Task objective —
Repeat every record below exactly as it appears.

Object position labeling entries:
--- BEGIN ---
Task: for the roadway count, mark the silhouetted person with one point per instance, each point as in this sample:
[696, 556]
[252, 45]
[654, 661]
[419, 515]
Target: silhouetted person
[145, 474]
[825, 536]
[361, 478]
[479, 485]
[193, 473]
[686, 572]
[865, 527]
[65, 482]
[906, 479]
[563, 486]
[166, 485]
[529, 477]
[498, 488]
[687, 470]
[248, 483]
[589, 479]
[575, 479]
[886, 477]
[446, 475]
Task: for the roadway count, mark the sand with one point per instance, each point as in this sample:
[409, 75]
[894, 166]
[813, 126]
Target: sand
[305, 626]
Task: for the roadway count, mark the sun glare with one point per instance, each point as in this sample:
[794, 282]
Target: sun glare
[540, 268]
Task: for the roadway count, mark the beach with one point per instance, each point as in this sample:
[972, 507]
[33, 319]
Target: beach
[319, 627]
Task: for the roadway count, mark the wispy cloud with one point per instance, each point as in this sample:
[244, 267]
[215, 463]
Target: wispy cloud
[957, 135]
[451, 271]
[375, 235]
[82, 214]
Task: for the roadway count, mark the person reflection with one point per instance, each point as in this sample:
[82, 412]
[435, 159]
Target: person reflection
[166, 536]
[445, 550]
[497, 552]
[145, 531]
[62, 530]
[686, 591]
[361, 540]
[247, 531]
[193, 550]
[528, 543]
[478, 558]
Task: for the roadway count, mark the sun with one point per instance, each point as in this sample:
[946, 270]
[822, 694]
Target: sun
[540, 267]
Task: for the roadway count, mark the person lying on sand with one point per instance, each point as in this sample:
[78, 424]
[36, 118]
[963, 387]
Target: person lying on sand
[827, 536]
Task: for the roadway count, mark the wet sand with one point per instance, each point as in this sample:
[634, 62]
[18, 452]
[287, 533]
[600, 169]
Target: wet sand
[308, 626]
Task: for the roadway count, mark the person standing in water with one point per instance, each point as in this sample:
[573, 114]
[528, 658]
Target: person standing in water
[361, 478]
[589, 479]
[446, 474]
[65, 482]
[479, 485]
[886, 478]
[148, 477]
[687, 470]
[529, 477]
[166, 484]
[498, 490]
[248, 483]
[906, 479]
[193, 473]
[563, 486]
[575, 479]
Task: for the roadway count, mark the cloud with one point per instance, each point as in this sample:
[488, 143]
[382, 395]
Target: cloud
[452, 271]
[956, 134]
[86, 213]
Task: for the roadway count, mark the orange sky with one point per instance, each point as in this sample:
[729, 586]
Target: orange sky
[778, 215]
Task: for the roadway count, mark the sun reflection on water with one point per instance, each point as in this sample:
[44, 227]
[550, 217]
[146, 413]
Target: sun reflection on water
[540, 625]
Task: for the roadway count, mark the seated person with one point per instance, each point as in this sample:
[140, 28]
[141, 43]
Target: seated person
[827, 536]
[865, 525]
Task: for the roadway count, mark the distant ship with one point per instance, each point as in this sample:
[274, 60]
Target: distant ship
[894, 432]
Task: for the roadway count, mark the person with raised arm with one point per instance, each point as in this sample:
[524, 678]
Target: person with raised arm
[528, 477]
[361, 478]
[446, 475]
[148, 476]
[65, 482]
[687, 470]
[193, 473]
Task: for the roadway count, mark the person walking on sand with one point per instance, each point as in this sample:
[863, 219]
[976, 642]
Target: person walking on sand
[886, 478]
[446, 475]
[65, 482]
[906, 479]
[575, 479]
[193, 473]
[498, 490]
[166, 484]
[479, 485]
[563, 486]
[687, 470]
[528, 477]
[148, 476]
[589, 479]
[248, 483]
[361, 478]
--- END ---
The result —
Task: for the roadway count, mark the silhouetted person with one point per instance, each point as in this sample:
[696, 556]
[252, 45]
[654, 661]
[419, 515]
Target: silhouetted person
[145, 474]
[825, 536]
[361, 478]
[479, 485]
[193, 473]
[686, 572]
[865, 527]
[65, 482]
[906, 479]
[563, 486]
[166, 485]
[529, 477]
[498, 488]
[687, 470]
[248, 483]
[589, 479]
[575, 479]
[886, 477]
[446, 475]
Task: for the roadway count, mark the sand with one point per instance, each point as in this sample:
[409, 75]
[894, 166]
[813, 126]
Target: sand
[305, 626]
Task: for the roadway count, mark the sun glare with one point per instance, each point as in this sample:
[794, 282]
Target: sun glare
[540, 268]
Task: for the roadway count, mark the beach with one point per instance, each point as in this sample:
[972, 507]
[33, 319]
Target: beach
[319, 627]
Task: for the roadway count, mark the wispy cloud with one point per instance, each point as in this sample:
[244, 267]
[215, 463]
Target: wispy cloud
[957, 135]
[451, 271]
[375, 235]
[82, 214]
Task: for the roadway count, mark the person reflection with one point per instance, each point as in this sample:
[82, 412]
[435, 159]
Target: person reflection
[166, 536]
[445, 550]
[497, 552]
[145, 531]
[62, 530]
[686, 591]
[361, 540]
[247, 531]
[193, 550]
[528, 543]
[478, 558]
Task: for the roadway count, mark the sun with one point per instance, each point as in this sample:
[946, 270]
[822, 694]
Target: sun
[540, 267]
Task: for the roadway count, mark the person lying on sand with one point per instance, each point as in this sample:
[78, 424]
[36, 118]
[963, 387]
Target: person lying on sand
[827, 536]
Task: for the roadway count, mark the wet sand with one point per instance, each point as in this sample:
[634, 62]
[18, 452]
[287, 533]
[600, 169]
Target: wet sand
[308, 626]
Task: for the roadway count, mark the person standing in water with one point per instance, each point as in this sample:
[573, 114]
[528, 658]
Target: person standing in water
[361, 478]
[589, 479]
[446, 474]
[65, 482]
[479, 485]
[886, 478]
[148, 477]
[687, 470]
[529, 477]
[166, 484]
[498, 490]
[248, 483]
[906, 479]
[193, 473]
[563, 486]
[575, 479]
Task: for the roadway count, mark the cloud with one point per instance, each point as in this sample:
[488, 143]
[382, 395]
Target: cloud
[452, 271]
[956, 134]
[86, 213]
Task: for the roadway count, mark the orange sky with one point per instance, each point as in this sample:
[729, 586]
Target: orange sky
[778, 215]
Task: for the roadway count, mark the sun reflection on water with one point per instance, each point as in this sample:
[44, 227]
[550, 217]
[146, 413]
Target: sun reflection on water
[540, 625]
Task: for the roadway count, mark the seated person with one point per instance, each point as in this sample:
[140, 28]
[141, 43]
Target: seated person
[827, 536]
[865, 525]
Task: for the roadway count, mark the distant ship with one point per instance, each point as in this sample:
[274, 60]
Target: distant ship
[894, 432]
Task: for the roadway count, mark the person with raised arm with one point per instance, each point as in this sample:
[524, 678]
Target: person with raised arm
[528, 477]
[361, 478]
[446, 475]
[148, 476]
[65, 482]
[687, 470]
[193, 473]
Task: for the roadway count, mark the person walking on sand with one point per instance, each point as in this sample:
[863, 219]
[976, 642]
Target: person walking on sand
[886, 478]
[446, 475]
[65, 482]
[906, 479]
[575, 479]
[193, 473]
[498, 490]
[166, 484]
[479, 485]
[563, 486]
[687, 470]
[528, 477]
[148, 476]
[589, 479]
[248, 483]
[361, 478]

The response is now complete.